◆ **Perintah Tugas**:
Dalam kutipan halaman tentang Nyoman Rai Srimben, apa arti nama panggilan "Srimben" yang diberikan orang tuanya?

◆ **Kutipan Halaman**:
Ida Ayu Nyoman Rai lahir sekitar tahun 1881
sebagai anak kedua dari pasangan Nyoman Pasek dan Ni Made Liran. Sewaktu
kecil orang tuanya memberi nama panggilan “Srimben”, yang mengandung arti
limpahan rezeki yang membawa kebahagiaan dari Bhatari Sri. Semasa remaja di
Banjar Bale Agung, Nyoman Rai Srimben bersahabat dengan Made Lastri yang
kemudian mengenalkannya dengan seorang guru Jawa pendatang bernama R.
Soekeni. R. Soekeni akhirnya berhasil membawa lari Nyoman Rai Srimben untuk
bersatu menempuh hidup baru dengan perjuangan yang hampir melewati
pertumpahan darah. Mereka resmi menikah pada tanggal 15 Juni 1887. Putri
pertamanya, Raden Soekarmini (kelak dikenal sebagai Bu Wardoyo) lahir pada
tanggal 29 Maret 1898 dan kemudian berpindah ke Surabaya. Di Surabaya inilah
pada tanggal 6 Juni 1901 Nyoman Rai Srimben melahirkan “Putera Sang Fajar”
atau Soekarno di sebuah rumah kampong sederhana di sekitar Makam Belanda
kampong Pandean III Surabaya. Nyoman Rai Srimben mendidik kedua anaknya
dengan bekal spiritual Hindu seperti yang pernah dipelajarinya. Enam bulan
kemudian Nyoman Rai Srimben harus mengikuti suaminya untuk pindah ke kota
kecil kecamatan Ploso (Jombang) dan disinilah ia mengalami penderitaan yang
luar biasa karena kedua anaknya sering sakit-sakitan. Karena faktor kesehatan
pula, Nyoman Rai Srimben sempat berpisah dengan Soekarno untuk dirawat dan
diasuh oleh mertuanya di Tulung Agung. Namun akhirnya Soekarno dapat diasuh
kembali ketika ia harus mengikuti suaminya pindah ke Mojokerto. Di Mojokerto
pula putri sulungnya menikah dan kemudian tinggal bersama suaminya. Nyoman
Rai Srimben sangat bersedih karena harus berpisah dengan anaknya, sebagai
pelipur lara ia memfokuskan diri dengan melimpahkan kasih sayangnya kepada
Soekarno. Persoalan muncul ketika Srimben dihadapkan pada kepindahan suaminya
ke Blitar sekaligus menghadapi kenyataan Soekarno untuk sekolah di Surabaya.

◆ **Baris dari dataset penunjukan**:
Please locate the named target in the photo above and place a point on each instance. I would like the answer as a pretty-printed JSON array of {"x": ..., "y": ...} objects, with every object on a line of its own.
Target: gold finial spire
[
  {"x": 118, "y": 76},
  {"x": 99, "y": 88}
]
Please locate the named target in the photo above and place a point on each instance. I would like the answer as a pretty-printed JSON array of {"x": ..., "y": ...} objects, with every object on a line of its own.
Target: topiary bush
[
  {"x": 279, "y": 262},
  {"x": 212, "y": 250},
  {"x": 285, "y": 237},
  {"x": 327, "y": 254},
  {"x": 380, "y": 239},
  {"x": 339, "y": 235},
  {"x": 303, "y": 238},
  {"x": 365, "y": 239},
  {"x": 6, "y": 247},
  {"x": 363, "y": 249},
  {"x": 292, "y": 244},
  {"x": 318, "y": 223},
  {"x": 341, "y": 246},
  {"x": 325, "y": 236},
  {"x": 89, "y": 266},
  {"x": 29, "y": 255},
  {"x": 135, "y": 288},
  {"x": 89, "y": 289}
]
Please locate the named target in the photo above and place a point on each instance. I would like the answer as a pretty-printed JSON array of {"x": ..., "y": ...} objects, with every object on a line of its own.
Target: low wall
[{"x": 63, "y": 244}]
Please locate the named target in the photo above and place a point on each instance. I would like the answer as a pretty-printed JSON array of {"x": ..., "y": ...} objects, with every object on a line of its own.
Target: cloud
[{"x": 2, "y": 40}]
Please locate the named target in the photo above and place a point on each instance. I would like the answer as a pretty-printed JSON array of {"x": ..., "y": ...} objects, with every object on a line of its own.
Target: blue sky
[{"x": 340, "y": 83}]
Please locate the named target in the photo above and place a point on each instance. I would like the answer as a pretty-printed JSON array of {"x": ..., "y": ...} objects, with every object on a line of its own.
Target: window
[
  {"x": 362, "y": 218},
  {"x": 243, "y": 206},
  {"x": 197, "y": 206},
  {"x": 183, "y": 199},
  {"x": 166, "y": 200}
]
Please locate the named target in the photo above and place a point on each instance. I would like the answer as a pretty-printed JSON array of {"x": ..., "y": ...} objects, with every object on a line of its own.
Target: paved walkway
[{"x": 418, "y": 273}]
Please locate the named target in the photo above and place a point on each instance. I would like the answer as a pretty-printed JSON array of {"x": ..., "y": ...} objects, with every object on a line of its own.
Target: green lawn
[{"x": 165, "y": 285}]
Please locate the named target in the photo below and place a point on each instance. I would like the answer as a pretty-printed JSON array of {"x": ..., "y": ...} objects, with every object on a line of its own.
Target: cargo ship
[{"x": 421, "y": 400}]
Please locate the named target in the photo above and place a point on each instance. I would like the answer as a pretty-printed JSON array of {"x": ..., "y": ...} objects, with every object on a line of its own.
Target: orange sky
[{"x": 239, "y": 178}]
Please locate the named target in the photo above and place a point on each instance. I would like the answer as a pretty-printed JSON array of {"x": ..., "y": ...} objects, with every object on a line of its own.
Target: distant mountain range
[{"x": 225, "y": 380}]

◆ **Jawaban**:
Limpahan rezeki yang membawa kebahagiaan dari Bhatari Sri.